### Aim
Your task is to restate the data word for word.

### Data shown
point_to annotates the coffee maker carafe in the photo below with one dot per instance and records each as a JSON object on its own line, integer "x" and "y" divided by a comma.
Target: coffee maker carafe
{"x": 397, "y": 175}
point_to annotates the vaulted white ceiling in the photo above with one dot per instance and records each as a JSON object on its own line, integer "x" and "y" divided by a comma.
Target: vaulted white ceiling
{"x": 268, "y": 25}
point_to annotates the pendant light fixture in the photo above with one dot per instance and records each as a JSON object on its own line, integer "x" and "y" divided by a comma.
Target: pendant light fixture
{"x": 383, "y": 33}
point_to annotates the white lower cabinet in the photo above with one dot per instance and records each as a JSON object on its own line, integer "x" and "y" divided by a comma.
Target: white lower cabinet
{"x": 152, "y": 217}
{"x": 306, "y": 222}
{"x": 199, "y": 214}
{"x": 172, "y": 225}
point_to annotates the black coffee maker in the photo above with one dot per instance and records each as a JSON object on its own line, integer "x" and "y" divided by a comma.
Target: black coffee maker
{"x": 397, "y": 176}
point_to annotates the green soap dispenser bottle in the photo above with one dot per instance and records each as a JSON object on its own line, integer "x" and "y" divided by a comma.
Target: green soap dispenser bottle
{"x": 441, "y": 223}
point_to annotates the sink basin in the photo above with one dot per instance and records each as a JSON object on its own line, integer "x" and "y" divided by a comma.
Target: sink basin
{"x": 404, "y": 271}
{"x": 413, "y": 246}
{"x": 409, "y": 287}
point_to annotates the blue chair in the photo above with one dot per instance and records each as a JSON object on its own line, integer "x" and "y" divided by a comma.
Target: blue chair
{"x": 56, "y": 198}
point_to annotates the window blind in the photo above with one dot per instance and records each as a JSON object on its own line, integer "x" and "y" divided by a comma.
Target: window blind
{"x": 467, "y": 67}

### Written solution
point_to annotates the coffee maker carafe in the photo below with one dot per instance and records each as a JSON object on its own line, integer "x" and "y" divided by a comma.
Target: coffee maker carafe
{"x": 397, "y": 175}
point_to annotates the vaulted white ceiling in the photo above with one dot per instance and records each as a JSON object on its own line, integer "x" and "y" divided by a comma.
Target: vaulted white ceiling
{"x": 268, "y": 25}
point_to annotates the pendant light fixture in the photo above with one dot per instance and records each as a JSON object on its own line, integer "x" and "y" divided by a comma.
Target: pendant light fixture
{"x": 383, "y": 33}
point_to annotates the white lower cabinet in the photo above with one dot per instance and records each as a JSON object on its own line, integer "x" and "y" divided by a comma.
Target: white lower cabinet
{"x": 152, "y": 217}
{"x": 306, "y": 222}
{"x": 199, "y": 214}
{"x": 172, "y": 225}
point_to annotates the black coffee maker in the photo above with one dot per instance and records each as a JSON object on its own line, integer "x" and "y" divided by a comma.
Target: black coffee maker
{"x": 397, "y": 176}
point_to annotates the green soap dispenser bottle in the photo above with one dot per instance and records each as a JSON object on its own line, integer "x" and "y" divided by a comma.
Target: green soap dispenser bottle
{"x": 441, "y": 223}
point_to annotates the sink basin in the photo above with one dot per instance and records each as a JSON object on its own line, integer "x" and "y" divided by a comma.
Target: sink basin
{"x": 404, "y": 271}
{"x": 413, "y": 246}
{"x": 409, "y": 287}
point_to annotates the blue chair in the photo above with one dot per instance and records each as a JSON object on its own line, integer "x" and "y" divided by a comma.
Target: blue chair
{"x": 56, "y": 198}
point_to annotates the window blind in the photo above with one dot per instance and records each as a JSON object on its own line, integer "x" and "y" divided by a comma.
Target: window blind
{"x": 467, "y": 67}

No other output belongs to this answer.